_Given exercise 1_: In the article on opposing the Waqf Act amendments, in what year did Mahant Ghamandi Giri establish a mutt within the Bodh Gaya temple complex?
_Given exercise 2_: Retype the part of the Waqf Act article that opens with the words "1) Rule of Law" and closes with "and the weak.".
──────── Text section ────────
Opposing Amendments to Waqf Act is the Bounden Duty of All Indians

Date:

Syed Akmal Razvi | Clarion India

THE foundations of India were designed to make the country a stable democracy. In its simplest form, democracy is a system where the people have the power to elect their leaders and have a say in decision-making. Stability of democracy simply means that the system can endure over time without collapsing into chaos or authoritarianism.

A stable democratic India, therefore, needs to adhere to the basic principles that govern a democracy.

1) Rule of Law

Everyone, including the government, is required to follow the law to ensure that there is order.

2) Adherence to the constitutional principles

The Constitution establishes the principles of governance and the rights of citizens with special protection for freedoms and the weak.

3) Civil liberties and human rights must be protected. Freedom of speech, freedom to assemble peacefully, allowing people to express dissent and holding the government accountable.

4) Informed and engaged citizenry

An informed and engaged citizenry which has access to information can make informed decisions and participate effectively in democracy. 

5)  Protection of minority rights

In a democracy, protecting minority groups from being marginalised is crucial. Otherwise, persistent inequality and discrimination can lead to conflict and instability. A society that is divided along ethnic, religious, or class lines struggles to maintain a stable democracy. Policies that promote inclusion and reduce inequalities guarantee a stable democracy.

The protest against the Waqf Amendment Act is crucial. The Act strikes at the very root of a stable democratic India.

The amendments are primarily aimed at perpetuating majoritarianism, blatant discrimination, seizing Waqf lands illegally and interfering with the right of the minorities to manage their institutions in gross violation of the constitutional guarantees of equality, non-discrimination, rights of minorities and federalism.

Majoritarianism

Buddha was enlightened in Bodh Gaya and Bodh Gaya is a Buddhist religious institution. In 1590 Mahant Ghamandi Giri, a Saivite, established a mutt within the temple complex. The Bodh Gaya Temple Act 1949 was brought into force for the better management of the Bodh Gaya temple and the properties appertaining thereto.
──────── Information shown ────────
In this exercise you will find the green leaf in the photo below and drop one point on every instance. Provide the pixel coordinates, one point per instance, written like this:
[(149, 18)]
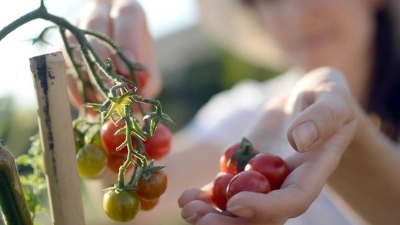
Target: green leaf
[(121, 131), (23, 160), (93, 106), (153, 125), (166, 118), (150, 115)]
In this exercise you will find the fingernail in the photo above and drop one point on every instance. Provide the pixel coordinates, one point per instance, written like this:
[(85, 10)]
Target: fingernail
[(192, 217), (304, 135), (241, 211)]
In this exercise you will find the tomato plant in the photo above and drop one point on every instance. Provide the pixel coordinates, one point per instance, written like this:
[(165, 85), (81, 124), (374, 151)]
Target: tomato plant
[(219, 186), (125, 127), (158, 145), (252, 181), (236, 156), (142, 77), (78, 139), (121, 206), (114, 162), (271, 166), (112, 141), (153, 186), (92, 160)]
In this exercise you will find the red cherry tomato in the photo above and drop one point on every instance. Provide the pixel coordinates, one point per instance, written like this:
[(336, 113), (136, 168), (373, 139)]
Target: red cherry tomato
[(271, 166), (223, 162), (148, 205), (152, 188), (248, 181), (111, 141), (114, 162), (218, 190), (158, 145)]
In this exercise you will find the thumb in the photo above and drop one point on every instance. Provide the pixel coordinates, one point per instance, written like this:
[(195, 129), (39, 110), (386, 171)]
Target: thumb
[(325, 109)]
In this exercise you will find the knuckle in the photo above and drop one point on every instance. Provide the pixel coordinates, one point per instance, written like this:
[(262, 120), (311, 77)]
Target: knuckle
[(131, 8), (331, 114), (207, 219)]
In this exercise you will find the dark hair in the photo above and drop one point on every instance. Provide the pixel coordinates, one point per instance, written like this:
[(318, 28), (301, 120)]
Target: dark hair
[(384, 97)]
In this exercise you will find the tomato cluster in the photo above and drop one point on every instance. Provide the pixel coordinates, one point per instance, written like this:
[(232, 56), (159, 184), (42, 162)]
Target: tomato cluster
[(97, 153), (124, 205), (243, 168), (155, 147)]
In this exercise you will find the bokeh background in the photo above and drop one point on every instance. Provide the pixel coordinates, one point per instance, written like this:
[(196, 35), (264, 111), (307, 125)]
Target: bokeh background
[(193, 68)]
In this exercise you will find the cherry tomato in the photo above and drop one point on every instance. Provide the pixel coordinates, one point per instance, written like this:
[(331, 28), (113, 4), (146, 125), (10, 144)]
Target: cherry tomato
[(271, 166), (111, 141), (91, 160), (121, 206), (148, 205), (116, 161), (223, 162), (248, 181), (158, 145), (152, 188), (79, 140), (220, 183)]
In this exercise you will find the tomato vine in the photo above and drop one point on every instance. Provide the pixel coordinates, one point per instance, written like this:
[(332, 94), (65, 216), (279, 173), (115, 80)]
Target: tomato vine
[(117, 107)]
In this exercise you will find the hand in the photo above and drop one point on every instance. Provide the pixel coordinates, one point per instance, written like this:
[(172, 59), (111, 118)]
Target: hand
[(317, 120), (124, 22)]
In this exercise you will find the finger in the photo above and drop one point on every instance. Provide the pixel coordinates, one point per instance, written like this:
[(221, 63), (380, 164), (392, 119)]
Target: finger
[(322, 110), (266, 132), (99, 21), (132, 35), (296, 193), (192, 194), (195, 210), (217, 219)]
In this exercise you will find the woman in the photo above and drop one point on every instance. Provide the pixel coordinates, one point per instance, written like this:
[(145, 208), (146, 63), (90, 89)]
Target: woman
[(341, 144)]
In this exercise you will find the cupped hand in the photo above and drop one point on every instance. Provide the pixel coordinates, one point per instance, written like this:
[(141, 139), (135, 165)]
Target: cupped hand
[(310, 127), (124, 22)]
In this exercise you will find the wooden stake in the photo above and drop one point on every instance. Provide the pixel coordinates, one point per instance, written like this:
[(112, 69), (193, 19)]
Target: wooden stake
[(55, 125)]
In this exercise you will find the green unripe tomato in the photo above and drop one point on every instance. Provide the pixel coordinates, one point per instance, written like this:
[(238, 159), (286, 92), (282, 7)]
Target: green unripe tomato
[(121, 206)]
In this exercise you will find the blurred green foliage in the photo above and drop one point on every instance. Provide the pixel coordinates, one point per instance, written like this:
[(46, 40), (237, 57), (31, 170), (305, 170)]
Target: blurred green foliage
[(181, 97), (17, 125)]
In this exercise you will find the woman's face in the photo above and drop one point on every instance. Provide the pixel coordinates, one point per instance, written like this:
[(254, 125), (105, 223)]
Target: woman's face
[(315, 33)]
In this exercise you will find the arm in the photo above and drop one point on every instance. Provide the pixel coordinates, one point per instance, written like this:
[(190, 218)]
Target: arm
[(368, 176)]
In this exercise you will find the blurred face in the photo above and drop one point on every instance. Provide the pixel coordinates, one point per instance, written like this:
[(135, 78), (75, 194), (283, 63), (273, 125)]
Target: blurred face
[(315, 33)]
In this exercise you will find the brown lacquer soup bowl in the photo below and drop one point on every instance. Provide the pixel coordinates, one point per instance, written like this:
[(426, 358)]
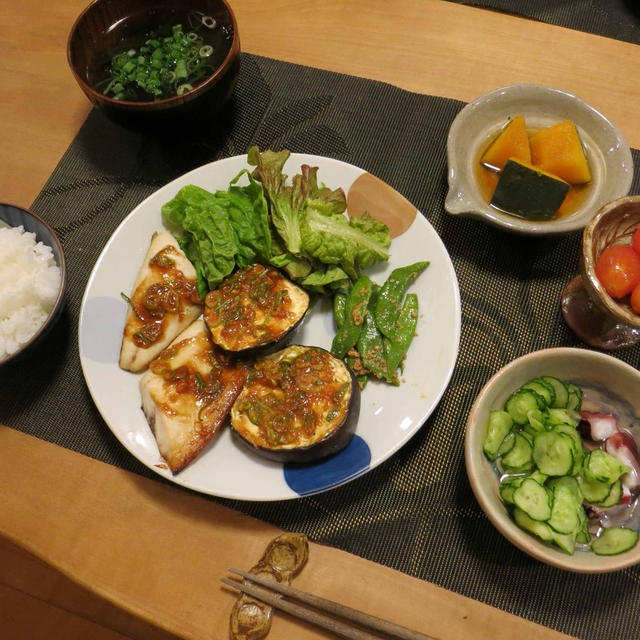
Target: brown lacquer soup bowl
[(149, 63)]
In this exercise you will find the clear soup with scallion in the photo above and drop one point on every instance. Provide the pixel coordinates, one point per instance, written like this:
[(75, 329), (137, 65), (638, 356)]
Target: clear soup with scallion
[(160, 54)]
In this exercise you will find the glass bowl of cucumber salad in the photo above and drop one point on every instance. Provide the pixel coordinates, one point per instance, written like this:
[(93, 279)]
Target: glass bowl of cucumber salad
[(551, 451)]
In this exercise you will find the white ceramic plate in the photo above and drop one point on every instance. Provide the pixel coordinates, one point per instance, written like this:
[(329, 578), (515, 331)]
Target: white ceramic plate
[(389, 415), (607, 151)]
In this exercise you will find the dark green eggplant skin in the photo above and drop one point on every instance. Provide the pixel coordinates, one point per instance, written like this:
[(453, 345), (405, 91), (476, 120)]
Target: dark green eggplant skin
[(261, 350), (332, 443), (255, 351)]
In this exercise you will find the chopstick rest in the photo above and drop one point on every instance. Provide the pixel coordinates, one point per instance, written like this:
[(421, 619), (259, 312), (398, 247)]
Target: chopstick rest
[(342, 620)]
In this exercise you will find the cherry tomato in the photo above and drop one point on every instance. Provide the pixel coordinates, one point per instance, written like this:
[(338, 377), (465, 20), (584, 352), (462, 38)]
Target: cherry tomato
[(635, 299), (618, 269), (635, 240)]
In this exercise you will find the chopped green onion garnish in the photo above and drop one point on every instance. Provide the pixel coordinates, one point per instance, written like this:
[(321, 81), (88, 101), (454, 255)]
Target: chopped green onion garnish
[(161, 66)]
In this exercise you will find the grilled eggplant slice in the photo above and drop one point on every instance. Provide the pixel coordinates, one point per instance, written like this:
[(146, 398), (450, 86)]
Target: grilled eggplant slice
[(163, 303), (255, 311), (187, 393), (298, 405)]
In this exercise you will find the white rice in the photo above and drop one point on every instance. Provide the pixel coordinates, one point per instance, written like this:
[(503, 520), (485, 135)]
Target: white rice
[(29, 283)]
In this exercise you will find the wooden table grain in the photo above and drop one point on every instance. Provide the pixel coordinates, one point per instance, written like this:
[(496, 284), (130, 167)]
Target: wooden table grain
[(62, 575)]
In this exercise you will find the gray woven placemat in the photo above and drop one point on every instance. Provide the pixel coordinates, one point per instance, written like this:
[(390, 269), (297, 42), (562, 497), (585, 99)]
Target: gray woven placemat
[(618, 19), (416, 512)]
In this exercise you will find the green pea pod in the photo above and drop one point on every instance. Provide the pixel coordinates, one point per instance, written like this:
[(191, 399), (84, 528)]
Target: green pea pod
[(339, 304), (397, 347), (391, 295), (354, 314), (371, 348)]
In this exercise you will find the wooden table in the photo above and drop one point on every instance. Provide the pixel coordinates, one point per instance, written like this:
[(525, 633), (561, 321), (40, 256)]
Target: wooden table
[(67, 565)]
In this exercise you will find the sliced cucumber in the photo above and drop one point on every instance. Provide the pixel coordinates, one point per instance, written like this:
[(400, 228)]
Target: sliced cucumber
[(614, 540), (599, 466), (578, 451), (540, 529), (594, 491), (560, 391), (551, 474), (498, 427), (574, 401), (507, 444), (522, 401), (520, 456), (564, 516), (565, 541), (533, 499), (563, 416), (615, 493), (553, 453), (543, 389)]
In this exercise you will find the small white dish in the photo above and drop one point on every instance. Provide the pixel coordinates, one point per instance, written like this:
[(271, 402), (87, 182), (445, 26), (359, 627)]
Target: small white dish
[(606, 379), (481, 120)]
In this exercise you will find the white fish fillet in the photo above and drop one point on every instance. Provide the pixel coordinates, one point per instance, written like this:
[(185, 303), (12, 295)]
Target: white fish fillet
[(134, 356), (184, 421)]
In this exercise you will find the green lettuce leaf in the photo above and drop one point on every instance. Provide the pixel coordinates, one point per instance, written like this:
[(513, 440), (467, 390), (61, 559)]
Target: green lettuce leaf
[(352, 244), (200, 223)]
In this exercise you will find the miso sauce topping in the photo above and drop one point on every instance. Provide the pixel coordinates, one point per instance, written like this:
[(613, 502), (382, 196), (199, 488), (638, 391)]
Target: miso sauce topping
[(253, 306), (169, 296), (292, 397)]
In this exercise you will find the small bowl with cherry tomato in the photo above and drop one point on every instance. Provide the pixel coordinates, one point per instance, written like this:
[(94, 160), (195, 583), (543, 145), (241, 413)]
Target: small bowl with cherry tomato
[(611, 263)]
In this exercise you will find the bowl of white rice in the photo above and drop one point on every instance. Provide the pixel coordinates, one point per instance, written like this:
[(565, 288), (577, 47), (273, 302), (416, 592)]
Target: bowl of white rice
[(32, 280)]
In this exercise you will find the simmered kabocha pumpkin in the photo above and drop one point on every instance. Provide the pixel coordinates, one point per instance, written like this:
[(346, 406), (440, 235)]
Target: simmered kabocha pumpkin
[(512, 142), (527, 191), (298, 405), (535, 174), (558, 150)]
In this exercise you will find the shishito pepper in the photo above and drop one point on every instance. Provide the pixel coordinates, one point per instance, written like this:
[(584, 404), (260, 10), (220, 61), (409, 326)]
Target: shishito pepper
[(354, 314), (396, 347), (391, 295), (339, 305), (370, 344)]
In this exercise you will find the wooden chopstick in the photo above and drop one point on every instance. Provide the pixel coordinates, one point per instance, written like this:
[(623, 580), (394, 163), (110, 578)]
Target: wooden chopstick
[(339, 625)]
────────
_Worked solution 1_: 1590

_Worked solution 2_:
1) Rule of Law

Everyone, including the government, is required to follow the law to ensure that there is order.

2) Adherence to the constitutional principles

The Constitution establishes the principles of governance and the rights of citizens with special protection for freedoms and the weak.